Written task:
Output all of the entries below precisely as written.

Data for processing:
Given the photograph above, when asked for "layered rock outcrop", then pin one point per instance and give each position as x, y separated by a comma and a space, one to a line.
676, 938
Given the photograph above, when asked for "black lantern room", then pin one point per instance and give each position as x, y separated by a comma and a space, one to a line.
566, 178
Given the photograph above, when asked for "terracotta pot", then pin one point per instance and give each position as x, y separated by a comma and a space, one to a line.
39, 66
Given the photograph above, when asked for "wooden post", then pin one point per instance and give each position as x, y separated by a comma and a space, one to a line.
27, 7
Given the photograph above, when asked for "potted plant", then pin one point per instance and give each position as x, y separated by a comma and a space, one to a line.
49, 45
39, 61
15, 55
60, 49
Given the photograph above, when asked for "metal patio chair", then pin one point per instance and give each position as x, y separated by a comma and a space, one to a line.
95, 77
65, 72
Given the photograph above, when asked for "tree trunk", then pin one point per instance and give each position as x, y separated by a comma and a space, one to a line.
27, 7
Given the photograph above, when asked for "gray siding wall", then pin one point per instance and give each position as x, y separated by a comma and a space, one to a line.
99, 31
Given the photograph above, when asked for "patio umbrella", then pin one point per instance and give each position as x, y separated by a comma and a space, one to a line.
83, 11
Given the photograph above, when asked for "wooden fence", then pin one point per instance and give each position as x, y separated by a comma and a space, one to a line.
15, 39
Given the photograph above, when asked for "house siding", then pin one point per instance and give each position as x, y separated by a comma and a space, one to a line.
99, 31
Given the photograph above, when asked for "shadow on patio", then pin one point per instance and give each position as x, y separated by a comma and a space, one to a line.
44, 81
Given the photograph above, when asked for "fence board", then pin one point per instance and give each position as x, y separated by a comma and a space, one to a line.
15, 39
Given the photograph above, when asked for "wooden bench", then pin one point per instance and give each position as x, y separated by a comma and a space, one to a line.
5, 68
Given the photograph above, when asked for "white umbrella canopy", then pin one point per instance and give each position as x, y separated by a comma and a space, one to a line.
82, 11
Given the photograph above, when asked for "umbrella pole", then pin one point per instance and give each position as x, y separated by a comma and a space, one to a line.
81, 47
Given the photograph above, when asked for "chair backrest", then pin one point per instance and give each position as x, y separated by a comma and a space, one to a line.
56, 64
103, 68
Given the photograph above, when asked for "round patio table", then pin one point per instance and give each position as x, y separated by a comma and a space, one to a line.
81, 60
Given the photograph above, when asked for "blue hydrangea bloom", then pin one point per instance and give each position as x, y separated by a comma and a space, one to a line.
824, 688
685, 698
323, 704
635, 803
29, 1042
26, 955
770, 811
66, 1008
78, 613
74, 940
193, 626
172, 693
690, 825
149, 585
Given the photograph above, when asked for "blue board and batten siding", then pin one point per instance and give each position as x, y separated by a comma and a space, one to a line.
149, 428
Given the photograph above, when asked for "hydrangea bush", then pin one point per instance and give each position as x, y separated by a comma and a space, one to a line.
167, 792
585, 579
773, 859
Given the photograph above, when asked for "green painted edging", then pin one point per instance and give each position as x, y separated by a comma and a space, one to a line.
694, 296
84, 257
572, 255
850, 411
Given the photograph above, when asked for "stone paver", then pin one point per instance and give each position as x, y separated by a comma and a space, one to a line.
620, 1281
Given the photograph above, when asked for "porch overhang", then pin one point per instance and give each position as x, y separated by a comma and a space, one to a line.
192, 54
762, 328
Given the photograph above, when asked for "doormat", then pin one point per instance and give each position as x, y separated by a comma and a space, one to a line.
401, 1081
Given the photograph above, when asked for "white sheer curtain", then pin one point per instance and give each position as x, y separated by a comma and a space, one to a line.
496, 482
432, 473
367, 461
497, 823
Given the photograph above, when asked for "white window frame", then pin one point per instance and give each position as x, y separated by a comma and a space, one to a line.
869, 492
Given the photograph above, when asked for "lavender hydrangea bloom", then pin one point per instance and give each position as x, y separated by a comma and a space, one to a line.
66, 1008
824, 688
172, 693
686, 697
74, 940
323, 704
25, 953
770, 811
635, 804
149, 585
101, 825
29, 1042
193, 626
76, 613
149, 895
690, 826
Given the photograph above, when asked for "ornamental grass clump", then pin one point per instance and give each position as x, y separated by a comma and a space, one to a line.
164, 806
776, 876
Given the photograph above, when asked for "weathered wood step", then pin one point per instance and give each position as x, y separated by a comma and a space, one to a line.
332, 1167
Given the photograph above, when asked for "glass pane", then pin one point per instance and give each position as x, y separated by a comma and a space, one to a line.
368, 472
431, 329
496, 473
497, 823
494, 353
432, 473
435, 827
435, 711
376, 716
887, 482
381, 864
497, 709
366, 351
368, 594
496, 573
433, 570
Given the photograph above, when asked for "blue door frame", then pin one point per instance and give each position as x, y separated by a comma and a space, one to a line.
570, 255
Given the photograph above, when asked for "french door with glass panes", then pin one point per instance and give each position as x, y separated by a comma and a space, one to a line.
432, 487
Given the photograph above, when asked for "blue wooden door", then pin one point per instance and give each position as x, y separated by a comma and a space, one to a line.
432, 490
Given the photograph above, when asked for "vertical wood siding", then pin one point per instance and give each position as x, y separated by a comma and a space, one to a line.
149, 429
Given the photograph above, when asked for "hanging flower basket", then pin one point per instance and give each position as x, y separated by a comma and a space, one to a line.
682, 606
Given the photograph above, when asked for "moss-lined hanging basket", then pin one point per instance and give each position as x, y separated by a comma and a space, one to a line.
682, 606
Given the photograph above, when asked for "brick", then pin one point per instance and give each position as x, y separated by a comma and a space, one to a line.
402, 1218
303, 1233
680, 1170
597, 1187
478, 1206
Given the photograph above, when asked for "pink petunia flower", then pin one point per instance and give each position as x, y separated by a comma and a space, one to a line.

The output:
Given the photograph above, when asked for "layered rock outcrop", then pin one point per instance and give each position as x, y separated by a comma and a space, one to a line.
676, 938
Given the photograph above, when asked for "black lantern room", then pin one point per instance and give each position as x, y separated by a comma and a space, one to a line.
566, 178
Given the photograph above, when asked for "terracotta pot", then pin one point per instance and give each position as x, y separated by a comma and a space, one to a line.
39, 66
Given the photograph above, when asked for "wooden post", then pin one point per instance and give each position as x, y separated by a comma and a space, one to a line.
27, 7
Given the photograph above, when asked for "potted plant", then pin one point per instance and give each position as x, y separated by a comma and a space, one to a line.
49, 45
39, 61
15, 55
60, 49
Given the photograph above, when asked for "metal patio chair", then pin one point per instance and give each position as x, y separated by a comma and a space, one to a line.
95, 77
65, 72
Given the photograph above, when asked for "tree trunk", then pin one point per instance and give each position as x, y separated by a comma and a space, one to a line.
27, 7
Given the photograph above, when asked for "gray siding wall", then pin one point per instance and give each position as x, y separated by a comma and a space, one to a line.
99, 31
Given the photograph above, when asked for "patio umbrella", then pin one point per instance and give each position as x, y separated by a comma and a space, one to a line.
83, 11
Given the photograph above, when asked for "wooden fence", then pin one point per instance and give each position as x, y separated by a comma and a space, one to a line.
15, 39
Given the photograph above, when asked for "house siding", then pin one point per instance and give each position as x, y separated by a comma and a space, one to a line.
99, 31
Given the photograph above, when asked for "shadow on patio", then pin one point per instance and give each position as x, y separated by a comma and a space, one to a line.
44, 81
Given the photograph above, when asked for "fence board", then pin one point per instance and give each position as x, y separated by a comma and a space, one to a line.
15, 39
Given the photograph above, when asked for "wooden bench", then pin one point per instance and give each position as x, y separated by a comma and a space, one to a line.
5, 68
Given the photograph above, when asked for "white umbrella canopy", then pin one point per instance and give each position as x, y separated by a comma and a space, one to a line.
82, 11
Given the photograph above, when asked for "umbrella pole", then pin one point per instance and give each position as x, y separated by a comma and a space, one to a line.
81, 47
Given the photograph above, when asked for "chair backrest", then pin one point per instance and give each position as x, y separated by a comma and a space, one to a line.
56, 64
103, 68
Given the photograph above, when asked for "round patio table", then pin one point per instance and give each position as x, y separated by a comma and a space, one to a line.
81, 60
Given the photograph above, when asked for "blue hydrangea bloom", then pin one point per instance and give each position as x, y separated by a comma and a space, one to a line.
824, 688
685, 698
323, 704
635, 803
29, 1042
26, 955
770, 811
66, 1008
78, 613
74, 940
193, 626
172, 693
690, 825
149, 585
Given the photograph above, when asked for "blue board and batten siding", then pin one point per instance and give each position as x, y separated by a comma and a space, one to a line.
149, 428
Given the photograph above, when asked for "hydrangea bush", then pin one point per instance and give each position as x, y separated by a comma and a space, one to a line.
167, 792
585, 579
773, 859
Given the photograph above, when asked for "green painted edging", then pin one point per instance and give each position as x, y separated by a comma and a space, one to a line.
694, 296
84, 257
572, 255
850, 411
Given the photograph above, when asked for "stone paver", then pin one point per instance and give each position as x, y separated by a comma and a space, one to a line.
620, 1281
Given the photograph above, when asked for "porch overhang", then pin one point per instance and give each position as x, y separated by a comma and a space, one to a line.
192, 54
762, 328
Given the photograph above, when asked for "doormat", then pin one point per instance and give each position as x, y separated by a comma and a space, one to a line.
401, 1081
Given the photograph above, when asked for "white sheer curtain", then pin one point per instance and give each position as x, y separated by a comma and a space, one to a line.
496, 482
432, 473
367, 461
497, 823
Given the photograph above, when asked for "white window frame", then pin one point per instance and give each position as x, y separated by a comma and a space, one to a line.
869, 492
Given the photograph above, when asked for "lavender hydrangea bloom", then pin one point per instance and give each position as x, y separated by a comma and a space, one to a line.
66, 1008
824, 688
172, 693
686, 697
74, 940
323, 704
25, 953
770, 811
635, 804
149, 585
101, 825
29, 1042
193, 626
76, 613
149, 895
690, 826
Given the photograph above, when asked for "ornamental grass clump", then pin one point per instance and give each position as x, y separated by a comma and a space, one to a line.
164, 806
776, 876
Given the photograph above, when asked for "weathered wood step", then pin one point per instance and give each position as x, y separated by a comma and a space, one to a line.
332, 1167
Given the photograph above, when asked for "glass pane", then pin one point per instance and give each position as x, y separated by a comma and a space, one to a line.
368, 472
431, 329
496, 473
497, 823
494, 353
432, 473
435, 827
435, 711
376, 716
887, 482
381, 864
497, 709
366, 351
368, 594
496, 573
433, 570
Given the photograph above, when asked for "blue door frame", then pin one point per instance and give each position as x, y separated by a comma and a space, one to a line.
570, 255
Given the photograph above, when asked for "french door with glass panes", then pin one point per instance and give each position as x, y separated by a comma and a space, one to a line.
432, 487
Given the photograph above, when asked for "blue wooden door", then pin one point per instance and give each position as x, y separated by a comma and a space, one to a line.
432, 490
Given the photograph above, when asked for "vertical wood siding", then pin one point per instance and give each position as x, y separated by a comma and a space, one to a line.
149, 429
Given the photograph above, when asked for "hanging flower basket", then pin one point per instance and give each position as x, y separated by a comma and a space, one to a line.
682, 606
Given the photograph above, when asked for "moss-lined hanging basket", then pin one point per instance and give each position as x, y separated by a comma and a space, one to a line.
682, 606
Given the photograph above, when asked for "brick", then pin one point per instance and give each position as x, y separated by a comma and a space, one to a line.
402, 1218
303, 1233
680, 1170
597, 1187
478, 1206
Given the photograph above, when asked for "pink petunia flower", then pin one point per instance and give each position as x, y separated by a comma and a space, one to a line.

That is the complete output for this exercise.